** start **
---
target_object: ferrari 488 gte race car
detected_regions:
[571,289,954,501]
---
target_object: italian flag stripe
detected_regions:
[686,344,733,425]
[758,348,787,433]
** end **
▶ **Given request**
Reproduce the data above line for line, with no changes.

▶ **Worked answer**
---
target_object: ferrari 488 gte race car
detected_regions:
[571,289,954,501]
---
target_object: italian flag stripe
detected_regions:
[686,344,733,425]
[758,348,787,433]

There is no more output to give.